(Location identification entries)
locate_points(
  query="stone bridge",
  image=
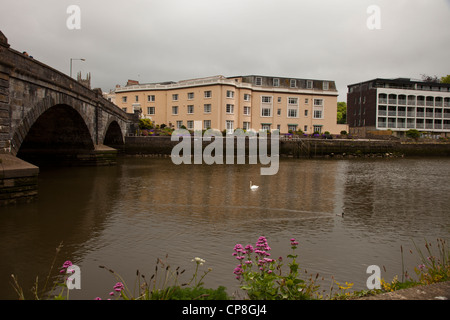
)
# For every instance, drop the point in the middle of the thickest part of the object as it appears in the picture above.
(48, 117)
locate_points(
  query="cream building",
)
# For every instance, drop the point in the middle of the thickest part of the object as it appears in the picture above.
(228, 103)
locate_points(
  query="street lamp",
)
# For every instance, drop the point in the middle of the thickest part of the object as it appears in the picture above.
(71, 59)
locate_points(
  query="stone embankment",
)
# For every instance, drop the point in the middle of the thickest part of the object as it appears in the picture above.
(307, 148)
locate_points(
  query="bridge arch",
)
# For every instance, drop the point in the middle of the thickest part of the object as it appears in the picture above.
(56, 112)
(54, 131)
(113, 134)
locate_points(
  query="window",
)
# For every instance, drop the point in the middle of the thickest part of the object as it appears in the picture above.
(266, 99)
(266, 106)
(292, 107)
(276, 82)
(293, 83)
(266, 112)
(318, 102)
(293, 101)
(318, 109)
(230, 125)
(292, 113)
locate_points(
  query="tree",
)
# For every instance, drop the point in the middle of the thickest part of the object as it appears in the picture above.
(145, 124)
(342, 112)
(445, 79)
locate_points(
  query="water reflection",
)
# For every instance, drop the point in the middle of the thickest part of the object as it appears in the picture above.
(144, 208)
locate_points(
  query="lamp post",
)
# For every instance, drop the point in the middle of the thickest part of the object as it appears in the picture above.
(71, 59)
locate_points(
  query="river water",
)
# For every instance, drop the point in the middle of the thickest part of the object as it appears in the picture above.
(127, 216)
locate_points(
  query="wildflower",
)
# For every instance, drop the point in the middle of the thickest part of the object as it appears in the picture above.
(118, 286)
(66, 265)
(198, 260)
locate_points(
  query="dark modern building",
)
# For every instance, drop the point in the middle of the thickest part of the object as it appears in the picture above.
(399, 105)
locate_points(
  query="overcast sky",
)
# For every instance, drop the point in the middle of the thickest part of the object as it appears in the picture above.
(161, 40)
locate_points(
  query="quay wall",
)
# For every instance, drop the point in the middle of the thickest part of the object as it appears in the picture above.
(300, 148)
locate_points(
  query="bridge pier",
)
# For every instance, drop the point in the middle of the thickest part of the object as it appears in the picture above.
(18, 180)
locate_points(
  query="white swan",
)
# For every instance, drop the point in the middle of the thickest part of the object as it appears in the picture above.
(253, 187)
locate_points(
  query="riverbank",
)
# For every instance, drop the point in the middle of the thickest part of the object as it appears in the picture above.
(434, 291)
(306, 148)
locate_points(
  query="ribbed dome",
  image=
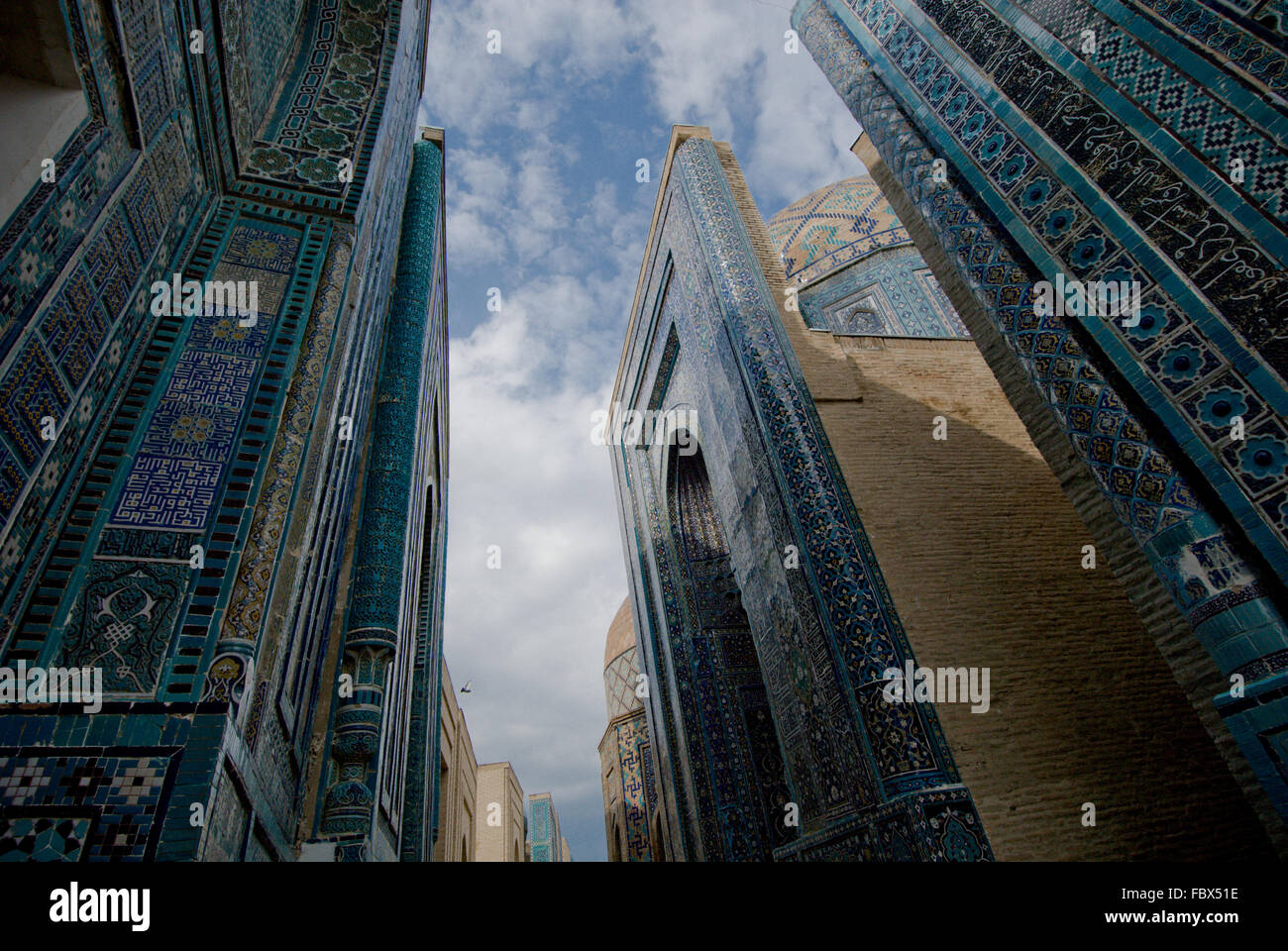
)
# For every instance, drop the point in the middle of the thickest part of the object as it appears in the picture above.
(832, 227)
(621, 634)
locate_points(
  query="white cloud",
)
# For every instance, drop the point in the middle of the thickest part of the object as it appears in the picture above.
(542, 202)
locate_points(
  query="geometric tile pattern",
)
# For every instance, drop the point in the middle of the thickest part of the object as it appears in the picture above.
(1087, 245)
(1189, 108)
(326, 99)
(123, 621)
(818, 639)
(619, 685)
(833, 226)
(191, 435)
(82, 804)
(1223, 595)
(47, 839)
(889, 292)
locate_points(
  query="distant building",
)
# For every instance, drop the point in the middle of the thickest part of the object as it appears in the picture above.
(1043, 154)
(545, 842)
(500, 826)
(837, 493)
(458, 784)
(625, 754)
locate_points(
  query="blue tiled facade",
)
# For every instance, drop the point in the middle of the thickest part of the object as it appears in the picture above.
(764, 707)
(544, 839)
(191, 527)
(1107, 141)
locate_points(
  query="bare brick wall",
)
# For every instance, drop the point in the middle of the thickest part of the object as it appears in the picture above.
(982, 552)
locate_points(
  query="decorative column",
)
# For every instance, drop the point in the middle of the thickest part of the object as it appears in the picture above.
(373, 628)
(1225, 596)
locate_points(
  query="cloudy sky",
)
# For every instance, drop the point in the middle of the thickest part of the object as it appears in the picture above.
(542, 205)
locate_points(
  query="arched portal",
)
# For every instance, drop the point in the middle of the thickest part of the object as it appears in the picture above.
(729, 728)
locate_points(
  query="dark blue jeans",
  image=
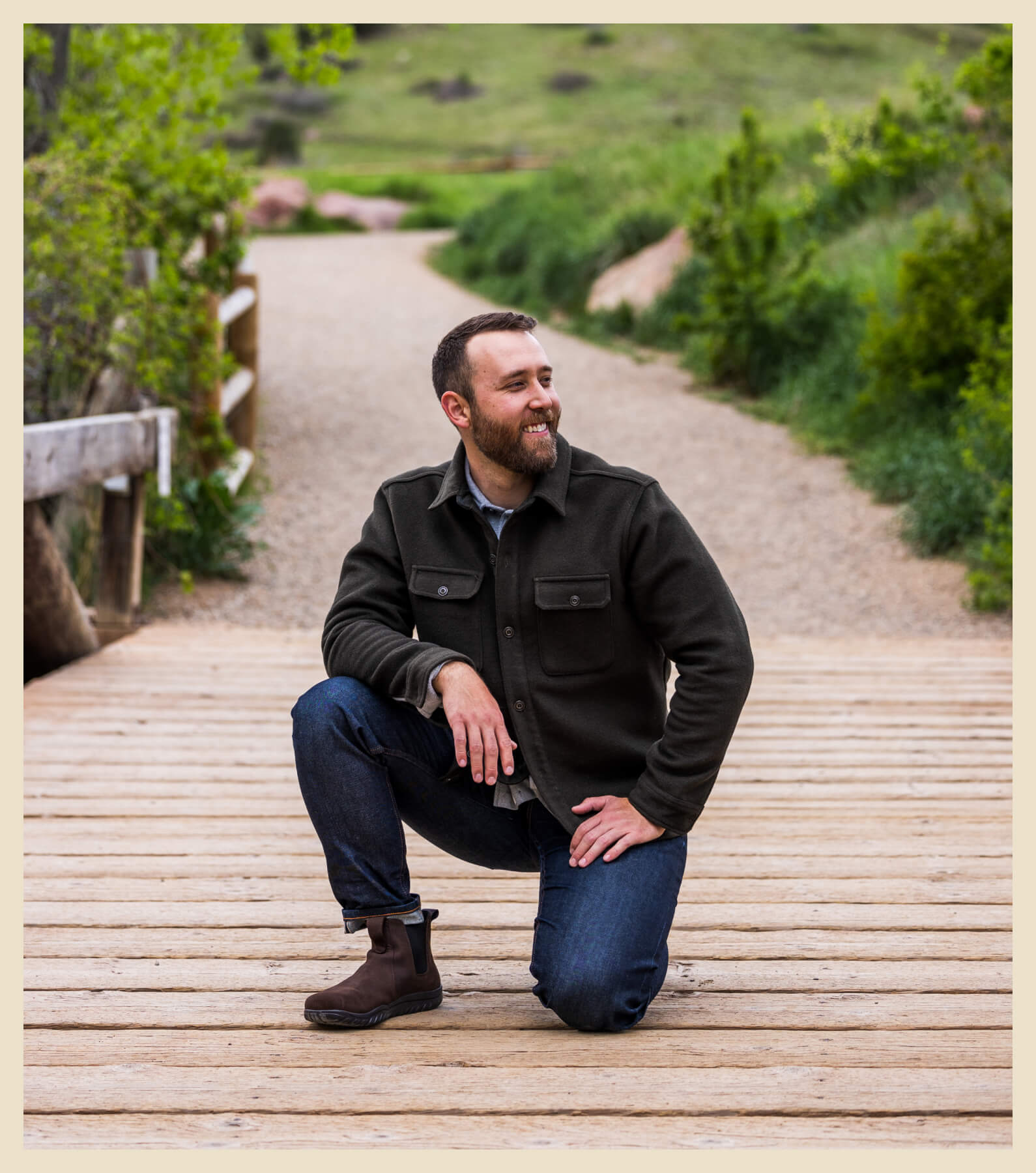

§ The exercise:
Gather every line of the records that contains the string "building", treating uppercase and lowercase as different.

§ Written response:
  query="cream building",
  query="dark modern building",
  query="distant building",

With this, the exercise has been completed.